(Stored data entries)

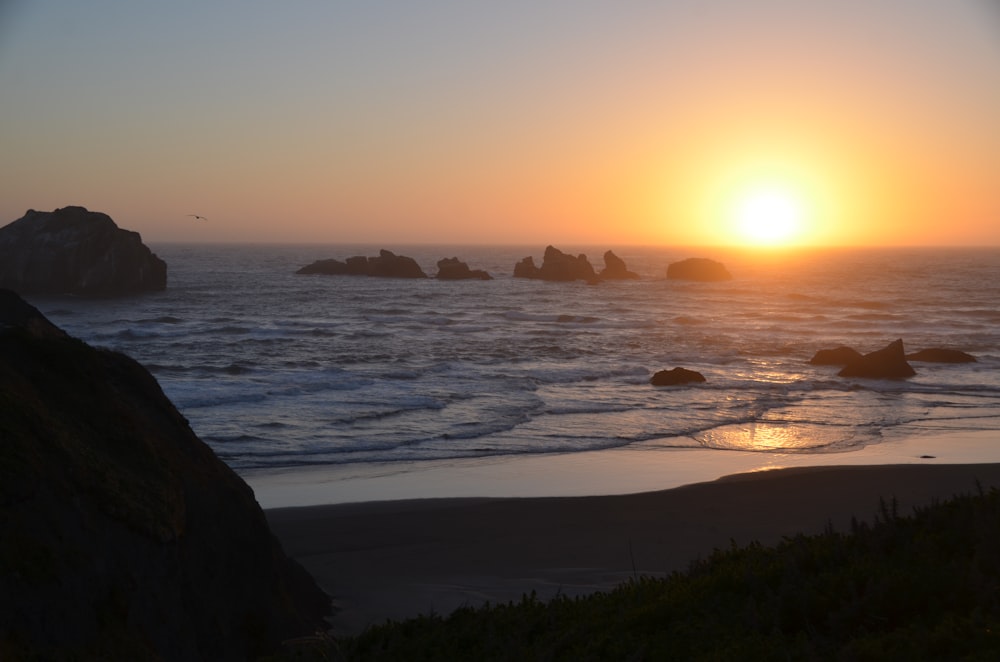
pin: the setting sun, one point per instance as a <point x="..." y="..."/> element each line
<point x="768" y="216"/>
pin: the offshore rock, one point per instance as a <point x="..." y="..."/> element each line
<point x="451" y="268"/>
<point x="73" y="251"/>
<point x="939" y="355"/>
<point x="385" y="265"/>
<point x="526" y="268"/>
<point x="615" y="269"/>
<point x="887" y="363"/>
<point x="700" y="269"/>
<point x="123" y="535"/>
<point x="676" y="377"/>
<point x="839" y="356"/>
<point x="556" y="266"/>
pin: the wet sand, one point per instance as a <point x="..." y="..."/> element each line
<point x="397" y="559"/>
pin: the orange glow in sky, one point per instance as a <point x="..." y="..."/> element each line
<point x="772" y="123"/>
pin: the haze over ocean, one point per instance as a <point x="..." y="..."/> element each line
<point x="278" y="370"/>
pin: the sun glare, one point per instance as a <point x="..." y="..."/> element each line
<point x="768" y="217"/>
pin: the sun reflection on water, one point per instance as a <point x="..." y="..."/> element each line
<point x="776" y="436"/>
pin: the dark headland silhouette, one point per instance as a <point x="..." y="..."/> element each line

* Task to complete
Give back, exactly and with nothing added, the lines from the line containing "pin: the sun glare, one" through the final line of the records above, both of them included.

* Written answer
pin: the sun glare, one point per instance as a <point x="..." y="..."/> element each line
<point x="768" y="217"/>
pin: the sun reflection on water, one point per instance as a <point x="..." y="..."/> element each line
<point x="776" y="436"/>
pin: the dark headland silhouette, one point per instance as a <point x="..." y="..."/> element each line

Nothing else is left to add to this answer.